» **Source passage**:
•••••

The right type of web content can make all the difference in helping you grow your business. Over time, of course, you'll need to update your website design or launch an entirely new site to keep your brand relevant. While there are many factors to consider in launching a new site, one of the most important is ensuring it complies with the Americans with Disabilities Act (ADA).
It's estimated that 22 percent of adult Americans have at least one disability. From mobility issues to visual impairments, disabilities can create significant challenges in accessing the internet.
While the ADA requires businesses to accommodate customers with disabilities, implementing this online has proven tricky, at best. Last year, the Supreme Court handed ADA proponents a major victory when it ruled against Domino's in a lawsuit filed against the pizza giant by a blind man who was unable to use the chain's website.
The good news is the Web Content Accessibility Guidelines (WCAG) from the Web Accessibility Initiative offer several actionable steps for improving website accessibility. Here are a few essentials you cannot overlook.
1. Enable keyboard navigation.
Many internet users with disabilities are unable to use a mouse for navigation, relying on keyboards or other input devices. Unfortunately, keyboard-only navigation is often overlooked. In fact, an analysis of 10 million web pages by AccessiBe, an AI-powered web accessibility platform, found that 98 percent of website menus are not fully accessible, in large part because there is no way to navigate their websites using just the keyboard.
Common keyboard navigation tools include using the 'Enter' key to open dropdown menus and the 'Esc' key to close these menus. The 'Tab' key allows them to navigate between page elements, and so on.
2. Always include descriptions for images.
Images on a website play a major role in conveying information, but that's an obvious issue for customers who are blind. An easy solution is to add what's known as 'alt text' to all images.

•••••

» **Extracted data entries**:
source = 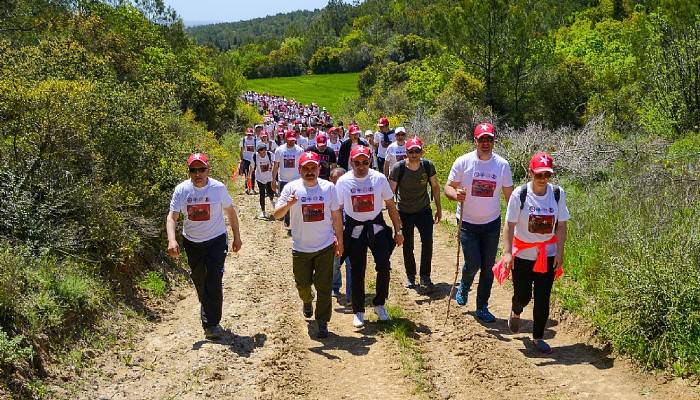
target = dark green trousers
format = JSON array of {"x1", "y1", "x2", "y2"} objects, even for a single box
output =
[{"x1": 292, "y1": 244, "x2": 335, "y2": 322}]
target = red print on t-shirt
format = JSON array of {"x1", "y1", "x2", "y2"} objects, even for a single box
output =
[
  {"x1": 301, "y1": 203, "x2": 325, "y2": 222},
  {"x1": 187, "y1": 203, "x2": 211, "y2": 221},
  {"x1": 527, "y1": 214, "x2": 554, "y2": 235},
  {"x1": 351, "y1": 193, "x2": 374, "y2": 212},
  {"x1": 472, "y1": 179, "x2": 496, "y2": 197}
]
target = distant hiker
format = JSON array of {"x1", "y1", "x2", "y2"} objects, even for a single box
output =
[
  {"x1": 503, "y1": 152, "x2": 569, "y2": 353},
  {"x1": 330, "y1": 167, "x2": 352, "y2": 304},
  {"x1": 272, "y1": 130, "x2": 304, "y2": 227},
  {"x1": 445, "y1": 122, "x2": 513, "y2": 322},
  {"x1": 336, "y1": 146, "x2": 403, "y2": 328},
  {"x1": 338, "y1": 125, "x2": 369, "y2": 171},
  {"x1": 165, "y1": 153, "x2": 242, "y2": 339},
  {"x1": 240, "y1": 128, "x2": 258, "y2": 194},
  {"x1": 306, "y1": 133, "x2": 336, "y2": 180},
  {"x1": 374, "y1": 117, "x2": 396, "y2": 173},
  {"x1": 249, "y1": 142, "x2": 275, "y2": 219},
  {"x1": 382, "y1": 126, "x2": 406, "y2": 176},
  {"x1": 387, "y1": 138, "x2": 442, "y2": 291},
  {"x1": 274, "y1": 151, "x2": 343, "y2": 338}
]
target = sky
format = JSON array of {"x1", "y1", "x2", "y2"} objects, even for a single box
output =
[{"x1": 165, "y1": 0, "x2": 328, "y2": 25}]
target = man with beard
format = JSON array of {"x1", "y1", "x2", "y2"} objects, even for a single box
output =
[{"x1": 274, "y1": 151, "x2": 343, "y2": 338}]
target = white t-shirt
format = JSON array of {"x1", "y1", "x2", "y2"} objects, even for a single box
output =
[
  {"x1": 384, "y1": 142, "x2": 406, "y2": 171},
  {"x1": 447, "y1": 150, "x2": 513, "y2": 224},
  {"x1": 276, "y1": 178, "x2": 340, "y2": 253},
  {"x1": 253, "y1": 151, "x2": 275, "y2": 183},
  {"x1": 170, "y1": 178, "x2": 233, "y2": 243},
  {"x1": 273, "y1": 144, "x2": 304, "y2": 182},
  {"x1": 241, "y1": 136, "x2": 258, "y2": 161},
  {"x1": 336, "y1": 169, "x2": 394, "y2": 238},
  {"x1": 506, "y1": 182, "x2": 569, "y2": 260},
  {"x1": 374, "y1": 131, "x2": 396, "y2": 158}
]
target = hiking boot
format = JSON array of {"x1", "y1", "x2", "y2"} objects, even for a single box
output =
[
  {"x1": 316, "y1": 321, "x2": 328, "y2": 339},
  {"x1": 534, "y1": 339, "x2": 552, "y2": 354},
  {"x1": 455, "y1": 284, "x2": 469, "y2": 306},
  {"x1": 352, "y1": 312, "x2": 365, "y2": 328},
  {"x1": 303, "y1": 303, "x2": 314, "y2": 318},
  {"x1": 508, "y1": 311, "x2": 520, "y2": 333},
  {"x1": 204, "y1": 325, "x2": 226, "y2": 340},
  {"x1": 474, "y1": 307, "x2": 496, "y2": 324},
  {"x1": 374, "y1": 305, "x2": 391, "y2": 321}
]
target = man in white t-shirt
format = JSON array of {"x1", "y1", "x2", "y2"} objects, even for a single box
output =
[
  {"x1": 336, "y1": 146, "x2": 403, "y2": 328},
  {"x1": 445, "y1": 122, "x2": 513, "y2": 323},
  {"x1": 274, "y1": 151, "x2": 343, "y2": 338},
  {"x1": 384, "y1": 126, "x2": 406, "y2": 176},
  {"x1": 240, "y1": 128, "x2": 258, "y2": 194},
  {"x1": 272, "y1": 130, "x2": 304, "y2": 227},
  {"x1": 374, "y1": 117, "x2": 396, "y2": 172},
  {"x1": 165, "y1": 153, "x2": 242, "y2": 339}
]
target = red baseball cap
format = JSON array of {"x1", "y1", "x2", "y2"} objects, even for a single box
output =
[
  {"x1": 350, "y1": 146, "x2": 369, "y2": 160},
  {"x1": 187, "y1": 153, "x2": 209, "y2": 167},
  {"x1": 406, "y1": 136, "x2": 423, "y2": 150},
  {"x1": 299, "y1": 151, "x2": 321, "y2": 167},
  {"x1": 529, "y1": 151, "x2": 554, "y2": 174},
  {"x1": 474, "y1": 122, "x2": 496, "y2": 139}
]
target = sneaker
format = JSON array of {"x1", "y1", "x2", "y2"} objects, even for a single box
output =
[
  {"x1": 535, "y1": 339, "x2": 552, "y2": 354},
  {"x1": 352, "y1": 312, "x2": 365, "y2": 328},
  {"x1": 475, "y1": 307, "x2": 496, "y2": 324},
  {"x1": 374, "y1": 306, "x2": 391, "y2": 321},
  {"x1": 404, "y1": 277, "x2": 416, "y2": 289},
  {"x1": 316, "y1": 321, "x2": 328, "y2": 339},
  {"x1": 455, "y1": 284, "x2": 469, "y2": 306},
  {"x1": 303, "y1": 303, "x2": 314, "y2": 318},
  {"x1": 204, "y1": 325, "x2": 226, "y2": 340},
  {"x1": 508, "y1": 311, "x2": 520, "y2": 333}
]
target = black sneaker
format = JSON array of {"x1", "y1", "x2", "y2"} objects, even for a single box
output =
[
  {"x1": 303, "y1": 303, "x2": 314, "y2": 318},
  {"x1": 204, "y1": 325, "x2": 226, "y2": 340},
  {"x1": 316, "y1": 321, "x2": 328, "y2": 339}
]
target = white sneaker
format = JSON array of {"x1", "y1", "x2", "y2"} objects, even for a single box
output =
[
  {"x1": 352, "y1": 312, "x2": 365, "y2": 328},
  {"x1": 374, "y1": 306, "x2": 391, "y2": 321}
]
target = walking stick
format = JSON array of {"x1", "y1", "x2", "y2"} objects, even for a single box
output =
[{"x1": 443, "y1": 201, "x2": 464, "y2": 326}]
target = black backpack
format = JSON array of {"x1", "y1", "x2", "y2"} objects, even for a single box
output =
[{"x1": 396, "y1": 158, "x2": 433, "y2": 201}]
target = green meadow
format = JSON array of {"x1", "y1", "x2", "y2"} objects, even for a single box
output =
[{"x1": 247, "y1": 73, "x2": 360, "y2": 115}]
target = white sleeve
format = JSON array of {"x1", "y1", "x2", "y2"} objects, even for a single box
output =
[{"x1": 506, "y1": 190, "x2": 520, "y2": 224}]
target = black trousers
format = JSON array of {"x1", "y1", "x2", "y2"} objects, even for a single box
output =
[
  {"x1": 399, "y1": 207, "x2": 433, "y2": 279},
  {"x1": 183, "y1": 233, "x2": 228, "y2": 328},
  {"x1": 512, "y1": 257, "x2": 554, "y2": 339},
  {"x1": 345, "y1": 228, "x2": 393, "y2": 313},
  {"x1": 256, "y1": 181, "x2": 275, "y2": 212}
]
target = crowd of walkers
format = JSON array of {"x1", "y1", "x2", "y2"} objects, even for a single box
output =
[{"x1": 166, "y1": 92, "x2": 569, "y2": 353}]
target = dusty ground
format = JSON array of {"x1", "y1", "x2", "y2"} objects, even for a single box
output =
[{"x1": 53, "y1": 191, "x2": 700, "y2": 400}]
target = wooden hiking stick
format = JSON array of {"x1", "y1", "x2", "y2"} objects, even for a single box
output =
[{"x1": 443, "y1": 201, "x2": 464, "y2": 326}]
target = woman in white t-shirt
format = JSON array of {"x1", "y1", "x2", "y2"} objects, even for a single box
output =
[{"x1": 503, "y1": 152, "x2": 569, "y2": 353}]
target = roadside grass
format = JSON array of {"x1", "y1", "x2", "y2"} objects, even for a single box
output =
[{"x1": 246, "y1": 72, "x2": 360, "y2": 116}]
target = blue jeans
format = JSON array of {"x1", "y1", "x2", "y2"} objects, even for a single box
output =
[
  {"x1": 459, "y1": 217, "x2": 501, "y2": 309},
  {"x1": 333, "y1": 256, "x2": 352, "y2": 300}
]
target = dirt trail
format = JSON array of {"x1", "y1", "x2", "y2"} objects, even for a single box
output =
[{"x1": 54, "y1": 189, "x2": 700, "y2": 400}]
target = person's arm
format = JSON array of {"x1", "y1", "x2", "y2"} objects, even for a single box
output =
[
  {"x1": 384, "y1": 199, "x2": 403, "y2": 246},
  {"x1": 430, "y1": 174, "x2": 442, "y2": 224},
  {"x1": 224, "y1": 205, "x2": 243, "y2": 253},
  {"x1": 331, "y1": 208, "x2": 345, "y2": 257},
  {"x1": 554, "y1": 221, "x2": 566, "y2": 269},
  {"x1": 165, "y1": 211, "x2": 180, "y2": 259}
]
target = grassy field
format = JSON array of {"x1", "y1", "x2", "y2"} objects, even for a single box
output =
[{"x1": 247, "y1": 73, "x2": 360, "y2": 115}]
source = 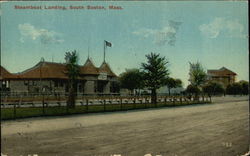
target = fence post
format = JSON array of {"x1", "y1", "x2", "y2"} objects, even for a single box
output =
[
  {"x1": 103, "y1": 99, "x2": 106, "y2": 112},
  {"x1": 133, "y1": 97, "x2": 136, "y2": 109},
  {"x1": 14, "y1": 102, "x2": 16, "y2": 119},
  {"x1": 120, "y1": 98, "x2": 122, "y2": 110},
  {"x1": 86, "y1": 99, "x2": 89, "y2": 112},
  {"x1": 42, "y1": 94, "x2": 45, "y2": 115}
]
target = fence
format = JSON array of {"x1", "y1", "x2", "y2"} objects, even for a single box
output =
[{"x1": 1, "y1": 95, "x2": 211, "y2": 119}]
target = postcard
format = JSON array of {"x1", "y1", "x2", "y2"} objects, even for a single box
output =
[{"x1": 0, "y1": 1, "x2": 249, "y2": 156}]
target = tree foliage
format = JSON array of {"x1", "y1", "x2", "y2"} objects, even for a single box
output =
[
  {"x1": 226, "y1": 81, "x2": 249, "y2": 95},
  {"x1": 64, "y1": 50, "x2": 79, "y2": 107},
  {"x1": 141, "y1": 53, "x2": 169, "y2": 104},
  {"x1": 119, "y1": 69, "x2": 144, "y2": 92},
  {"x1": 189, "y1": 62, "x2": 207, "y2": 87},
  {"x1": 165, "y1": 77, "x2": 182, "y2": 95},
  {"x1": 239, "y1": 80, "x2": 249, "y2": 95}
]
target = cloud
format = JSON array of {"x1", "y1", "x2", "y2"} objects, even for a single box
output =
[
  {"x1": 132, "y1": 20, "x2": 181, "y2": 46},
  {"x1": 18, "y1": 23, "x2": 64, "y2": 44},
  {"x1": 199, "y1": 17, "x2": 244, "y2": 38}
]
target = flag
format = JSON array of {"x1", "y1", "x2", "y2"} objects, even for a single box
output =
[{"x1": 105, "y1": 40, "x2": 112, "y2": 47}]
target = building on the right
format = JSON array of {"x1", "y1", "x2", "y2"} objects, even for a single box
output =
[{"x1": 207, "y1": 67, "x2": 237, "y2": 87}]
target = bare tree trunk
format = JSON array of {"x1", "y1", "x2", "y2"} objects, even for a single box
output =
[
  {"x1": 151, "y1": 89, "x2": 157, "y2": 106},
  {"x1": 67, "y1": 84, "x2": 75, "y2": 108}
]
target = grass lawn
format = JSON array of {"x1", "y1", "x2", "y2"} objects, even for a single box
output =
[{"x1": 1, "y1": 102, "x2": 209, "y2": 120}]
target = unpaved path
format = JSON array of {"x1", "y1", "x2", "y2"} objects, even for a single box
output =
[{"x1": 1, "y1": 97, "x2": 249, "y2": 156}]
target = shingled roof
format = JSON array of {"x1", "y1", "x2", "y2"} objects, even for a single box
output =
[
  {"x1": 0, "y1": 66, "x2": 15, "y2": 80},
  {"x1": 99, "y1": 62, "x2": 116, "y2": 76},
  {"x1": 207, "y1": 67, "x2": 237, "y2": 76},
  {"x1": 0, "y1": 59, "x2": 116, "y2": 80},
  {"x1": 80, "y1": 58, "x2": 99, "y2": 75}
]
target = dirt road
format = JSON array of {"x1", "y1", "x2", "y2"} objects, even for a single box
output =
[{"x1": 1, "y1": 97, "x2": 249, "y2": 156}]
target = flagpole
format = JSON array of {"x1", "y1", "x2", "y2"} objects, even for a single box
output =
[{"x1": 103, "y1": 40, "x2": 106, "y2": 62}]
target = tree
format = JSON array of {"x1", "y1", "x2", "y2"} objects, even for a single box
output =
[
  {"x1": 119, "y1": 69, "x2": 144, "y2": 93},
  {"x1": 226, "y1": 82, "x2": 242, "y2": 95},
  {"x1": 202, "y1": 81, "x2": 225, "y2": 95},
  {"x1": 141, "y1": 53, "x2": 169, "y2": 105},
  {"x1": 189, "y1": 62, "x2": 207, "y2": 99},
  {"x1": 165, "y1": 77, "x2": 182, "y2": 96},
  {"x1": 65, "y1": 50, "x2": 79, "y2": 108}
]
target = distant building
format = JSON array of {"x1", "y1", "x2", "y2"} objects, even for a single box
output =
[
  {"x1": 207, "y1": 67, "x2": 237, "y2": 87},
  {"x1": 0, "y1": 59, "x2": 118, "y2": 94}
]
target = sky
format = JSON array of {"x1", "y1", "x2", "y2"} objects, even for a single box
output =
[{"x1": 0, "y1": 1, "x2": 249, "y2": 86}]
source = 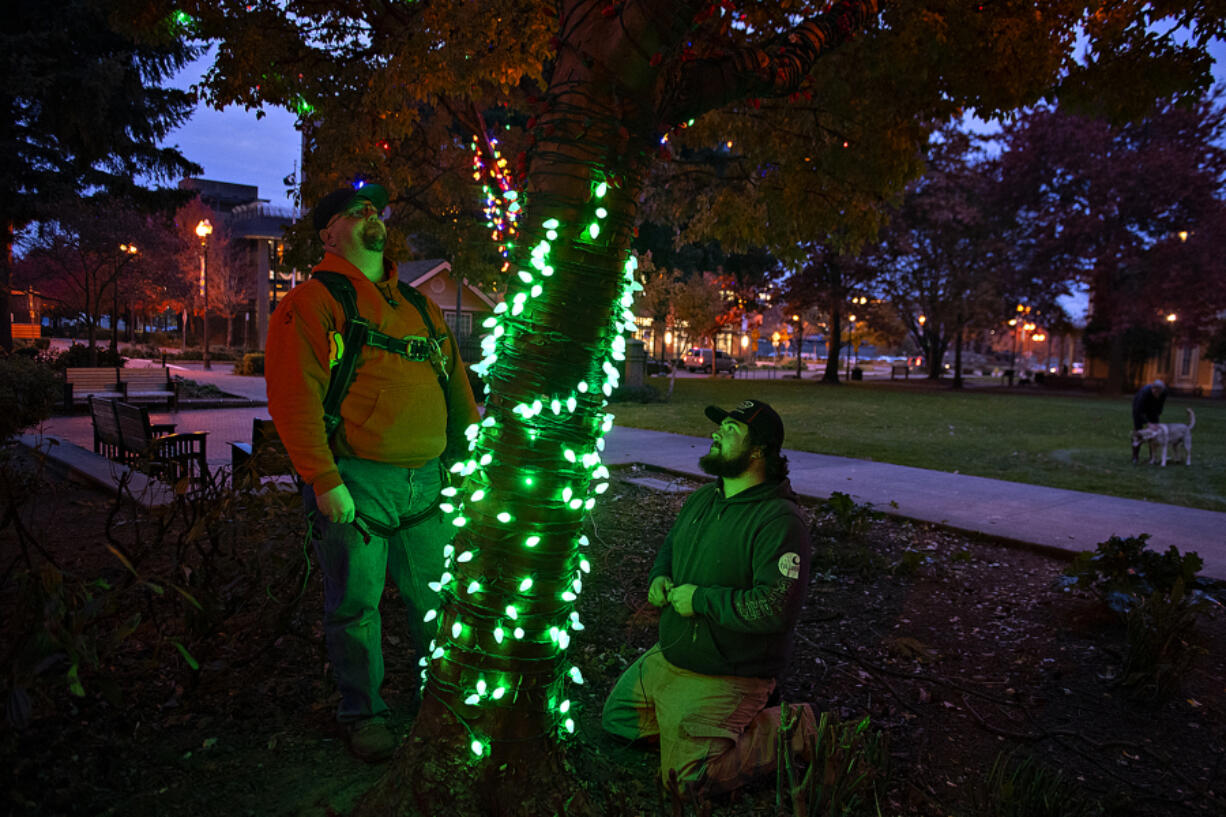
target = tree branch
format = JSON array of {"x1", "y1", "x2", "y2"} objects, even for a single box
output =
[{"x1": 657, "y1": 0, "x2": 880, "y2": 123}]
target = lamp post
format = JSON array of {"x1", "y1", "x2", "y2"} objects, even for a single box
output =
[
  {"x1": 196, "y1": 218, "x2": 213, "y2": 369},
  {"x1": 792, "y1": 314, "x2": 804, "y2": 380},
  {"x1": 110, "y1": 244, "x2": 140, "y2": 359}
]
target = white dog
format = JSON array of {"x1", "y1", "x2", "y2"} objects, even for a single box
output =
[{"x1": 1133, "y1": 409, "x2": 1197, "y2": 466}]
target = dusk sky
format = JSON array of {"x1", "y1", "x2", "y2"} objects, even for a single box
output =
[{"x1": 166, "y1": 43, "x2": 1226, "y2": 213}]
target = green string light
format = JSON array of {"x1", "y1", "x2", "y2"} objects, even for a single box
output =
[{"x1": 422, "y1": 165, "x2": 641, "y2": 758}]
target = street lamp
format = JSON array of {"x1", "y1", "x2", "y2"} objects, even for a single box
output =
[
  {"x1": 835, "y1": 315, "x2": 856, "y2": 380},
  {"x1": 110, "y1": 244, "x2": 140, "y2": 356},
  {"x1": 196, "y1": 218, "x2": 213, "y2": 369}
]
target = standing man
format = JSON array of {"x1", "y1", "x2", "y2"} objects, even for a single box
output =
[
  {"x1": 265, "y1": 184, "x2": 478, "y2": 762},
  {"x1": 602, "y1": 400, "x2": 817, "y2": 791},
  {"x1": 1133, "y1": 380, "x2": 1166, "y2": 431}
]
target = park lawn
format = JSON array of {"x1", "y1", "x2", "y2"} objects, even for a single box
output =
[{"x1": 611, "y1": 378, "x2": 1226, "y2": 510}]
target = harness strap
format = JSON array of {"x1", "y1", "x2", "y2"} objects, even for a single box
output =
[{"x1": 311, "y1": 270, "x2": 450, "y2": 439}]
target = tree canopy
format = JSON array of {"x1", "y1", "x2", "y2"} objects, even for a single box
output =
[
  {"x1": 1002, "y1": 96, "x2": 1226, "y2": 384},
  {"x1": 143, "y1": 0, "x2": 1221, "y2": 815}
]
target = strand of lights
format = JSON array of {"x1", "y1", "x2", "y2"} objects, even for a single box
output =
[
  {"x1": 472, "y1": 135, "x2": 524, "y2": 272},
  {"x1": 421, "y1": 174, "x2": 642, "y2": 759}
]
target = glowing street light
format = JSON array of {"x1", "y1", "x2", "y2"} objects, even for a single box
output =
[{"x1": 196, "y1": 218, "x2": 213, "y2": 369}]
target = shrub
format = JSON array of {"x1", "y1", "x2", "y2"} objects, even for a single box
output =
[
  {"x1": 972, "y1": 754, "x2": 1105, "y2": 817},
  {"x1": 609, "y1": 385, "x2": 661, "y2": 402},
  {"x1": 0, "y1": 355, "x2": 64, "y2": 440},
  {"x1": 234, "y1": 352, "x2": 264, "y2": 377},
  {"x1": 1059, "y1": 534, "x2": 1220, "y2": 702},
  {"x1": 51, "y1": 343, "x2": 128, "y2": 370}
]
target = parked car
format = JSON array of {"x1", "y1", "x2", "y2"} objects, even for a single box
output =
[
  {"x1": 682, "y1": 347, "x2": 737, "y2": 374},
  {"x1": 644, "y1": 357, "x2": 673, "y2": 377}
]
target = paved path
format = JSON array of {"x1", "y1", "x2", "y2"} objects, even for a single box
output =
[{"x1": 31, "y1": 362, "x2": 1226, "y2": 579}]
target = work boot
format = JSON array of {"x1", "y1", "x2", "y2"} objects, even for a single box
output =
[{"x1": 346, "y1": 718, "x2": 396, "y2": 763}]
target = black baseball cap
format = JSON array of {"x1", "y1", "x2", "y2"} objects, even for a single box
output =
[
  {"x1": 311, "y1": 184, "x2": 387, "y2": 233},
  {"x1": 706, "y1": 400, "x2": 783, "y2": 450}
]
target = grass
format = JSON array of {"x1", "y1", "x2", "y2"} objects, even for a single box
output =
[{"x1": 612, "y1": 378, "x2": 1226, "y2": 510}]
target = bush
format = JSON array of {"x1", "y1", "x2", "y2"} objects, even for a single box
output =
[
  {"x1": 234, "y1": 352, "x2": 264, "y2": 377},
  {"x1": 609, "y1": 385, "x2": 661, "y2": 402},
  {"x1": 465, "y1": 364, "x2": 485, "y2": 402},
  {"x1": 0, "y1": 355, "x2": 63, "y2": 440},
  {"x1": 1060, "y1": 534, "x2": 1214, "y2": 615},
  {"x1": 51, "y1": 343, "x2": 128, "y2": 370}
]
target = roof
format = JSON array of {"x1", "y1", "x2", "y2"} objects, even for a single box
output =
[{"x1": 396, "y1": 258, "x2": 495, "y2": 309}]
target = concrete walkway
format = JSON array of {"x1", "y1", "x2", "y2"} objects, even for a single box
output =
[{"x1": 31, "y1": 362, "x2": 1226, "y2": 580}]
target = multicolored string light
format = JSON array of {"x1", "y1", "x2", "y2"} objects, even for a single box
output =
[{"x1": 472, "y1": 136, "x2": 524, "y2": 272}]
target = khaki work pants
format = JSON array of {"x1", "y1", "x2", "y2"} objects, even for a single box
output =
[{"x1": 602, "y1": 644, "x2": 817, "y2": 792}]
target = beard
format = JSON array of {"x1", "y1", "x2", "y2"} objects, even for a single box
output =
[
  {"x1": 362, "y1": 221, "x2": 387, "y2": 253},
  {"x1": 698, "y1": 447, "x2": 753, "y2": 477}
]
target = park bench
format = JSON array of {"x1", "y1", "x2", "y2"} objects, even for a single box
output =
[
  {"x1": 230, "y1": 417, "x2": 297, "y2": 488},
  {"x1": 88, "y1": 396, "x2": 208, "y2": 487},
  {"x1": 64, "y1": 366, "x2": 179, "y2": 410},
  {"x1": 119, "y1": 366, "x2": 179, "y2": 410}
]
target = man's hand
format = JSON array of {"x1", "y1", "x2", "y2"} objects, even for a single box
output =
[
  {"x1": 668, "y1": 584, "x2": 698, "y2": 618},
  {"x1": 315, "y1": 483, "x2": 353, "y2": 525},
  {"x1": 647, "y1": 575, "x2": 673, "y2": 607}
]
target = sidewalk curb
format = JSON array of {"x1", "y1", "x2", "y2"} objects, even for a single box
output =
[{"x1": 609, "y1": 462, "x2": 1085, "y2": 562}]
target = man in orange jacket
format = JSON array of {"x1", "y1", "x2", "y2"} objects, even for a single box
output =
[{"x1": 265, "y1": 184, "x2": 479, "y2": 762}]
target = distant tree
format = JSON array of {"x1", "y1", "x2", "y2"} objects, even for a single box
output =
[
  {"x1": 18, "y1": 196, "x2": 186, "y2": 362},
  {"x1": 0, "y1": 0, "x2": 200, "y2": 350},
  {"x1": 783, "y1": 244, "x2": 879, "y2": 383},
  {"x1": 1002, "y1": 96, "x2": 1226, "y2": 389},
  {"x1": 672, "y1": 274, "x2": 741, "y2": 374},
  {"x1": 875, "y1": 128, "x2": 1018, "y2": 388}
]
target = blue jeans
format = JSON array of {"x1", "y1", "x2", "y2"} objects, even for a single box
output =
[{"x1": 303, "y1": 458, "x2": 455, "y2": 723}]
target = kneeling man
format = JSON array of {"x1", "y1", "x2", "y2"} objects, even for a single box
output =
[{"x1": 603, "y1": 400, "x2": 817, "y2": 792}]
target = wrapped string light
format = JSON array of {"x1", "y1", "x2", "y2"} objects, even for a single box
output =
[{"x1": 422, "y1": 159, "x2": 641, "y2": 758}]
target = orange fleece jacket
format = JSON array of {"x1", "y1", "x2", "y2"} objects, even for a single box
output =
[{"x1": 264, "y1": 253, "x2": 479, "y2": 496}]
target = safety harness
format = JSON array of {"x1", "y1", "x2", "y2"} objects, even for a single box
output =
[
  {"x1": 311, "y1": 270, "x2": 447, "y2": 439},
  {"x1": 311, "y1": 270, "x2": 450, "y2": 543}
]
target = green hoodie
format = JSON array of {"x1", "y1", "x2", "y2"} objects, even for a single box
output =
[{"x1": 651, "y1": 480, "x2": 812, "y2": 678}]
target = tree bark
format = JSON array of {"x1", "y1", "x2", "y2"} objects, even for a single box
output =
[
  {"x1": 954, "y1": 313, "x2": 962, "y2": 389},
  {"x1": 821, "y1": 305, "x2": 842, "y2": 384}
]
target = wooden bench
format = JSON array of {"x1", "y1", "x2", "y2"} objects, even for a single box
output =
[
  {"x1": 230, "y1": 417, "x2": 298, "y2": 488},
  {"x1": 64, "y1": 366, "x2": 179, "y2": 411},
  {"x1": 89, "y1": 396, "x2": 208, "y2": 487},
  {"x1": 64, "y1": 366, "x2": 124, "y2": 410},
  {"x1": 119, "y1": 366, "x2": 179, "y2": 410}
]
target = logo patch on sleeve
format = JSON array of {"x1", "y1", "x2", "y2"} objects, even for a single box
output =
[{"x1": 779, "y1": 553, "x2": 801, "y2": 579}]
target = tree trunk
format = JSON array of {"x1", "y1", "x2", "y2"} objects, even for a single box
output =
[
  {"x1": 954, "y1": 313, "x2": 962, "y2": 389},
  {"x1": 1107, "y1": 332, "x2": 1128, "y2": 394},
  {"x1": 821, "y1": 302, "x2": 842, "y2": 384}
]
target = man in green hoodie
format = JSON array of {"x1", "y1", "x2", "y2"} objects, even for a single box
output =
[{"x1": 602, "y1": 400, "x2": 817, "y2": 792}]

•••••

» **Tasks and exercises**:
1. Could you rewrite the part of the website accessibility article that begins with "1. Enable keyboard" and ends with "descriptions for images.", changing "dropdown menus" to "drop-down menus"?
2. According to the website accessibility article, what share of website menus did the AccessiBe analysis find to be not fully accessible?
3. Could you pick up the website accessibility article after its last sentence and keep writing?
None of the items is needed here.

» **Task responses**:
1.
1. Enable keyboard navigation.
Many internet users with disabilities are unable to use a mouse for navigation, relying on keyboards or other input devices. Unfortunately, keyboard-only navigation is often overlooked. In fact, an analysis of 10 million web pages by AccessiBe, an AI-powered web accessibility platform, found that 98 percent of website menus are not fully accessible, in large part because there is no way to navigate their websites using just the keyboard.
Common keyboard navigation tools include using the 'Enter' key to open drop-down menus and the 'Esc' key to close these menus. The 'Tab' key allows them to navigate between page elements, and so on.
2. Always include descriptions for images.

2. 98 percent

3.
Alt text provides a full description of the image so someone using a screen reader can still understand what the picture was meant to convey. Better yet, keyword-rich alt text is considered an important element of on-page SEO.
3. Test all forms on your website.
Forms are another common challenge for screen readers. To be truly accessible, labels must be clearly identified and fields must use visual cues to indicate when information is required. These must also have attributes to let individuals using screen readers know if the information they've entered is valid or invalid. Forms should also be able to report successful submissions, or return the user directly to the invalid field, if an error prevented the submission.
4. Eliminate or adjust time-constrained elements.
Individuals who rely on keyboard navigation or pointers often require more time to navigate a website. Unfortunately, many websites include timed elements--particularly during checkout. If your customers aren't given more time to navigate the site, they could be timed out of a session and lose their information. Steps must be taken so progress isn't lost if an automatic time-out occurs.
5. Simplify the visuals on your website.
Poorly defined visual elements are one of the top challenges facing disabled individuals. The 2019 Click-Away Pound Report, a UK-based research survey designed to study the greater online shopping experience for those with disabilities all over the world, found "crowded pages with too much content" to be the top-cited accessibility issue by two-thirds of users with disabilities. Another 55 percent also reported poor color contrast and text layout, while 53 percent complained of distracting graphics.
As a business owner, you'll want to make sure you simplify all visual elements on your website, and improve color contrast so your content is easily read, regardless of whether your customers have visual or cognitive impairments.
6. Provide alternatives to audio and video content.
Images aren't the only form of media that requires an alternative access solution. Audio-only content should have equivalent information presented in a transcript. Videos should use captioning. Sign language interpretation is another valuable option for helping the hearing impaired access media.
7. Avoid content that could trigger seizures or other physical reactions.
No element on the page should flash more than three times per second, as this could cause a severe physical reaction for those with epilepsy and other medical conditions.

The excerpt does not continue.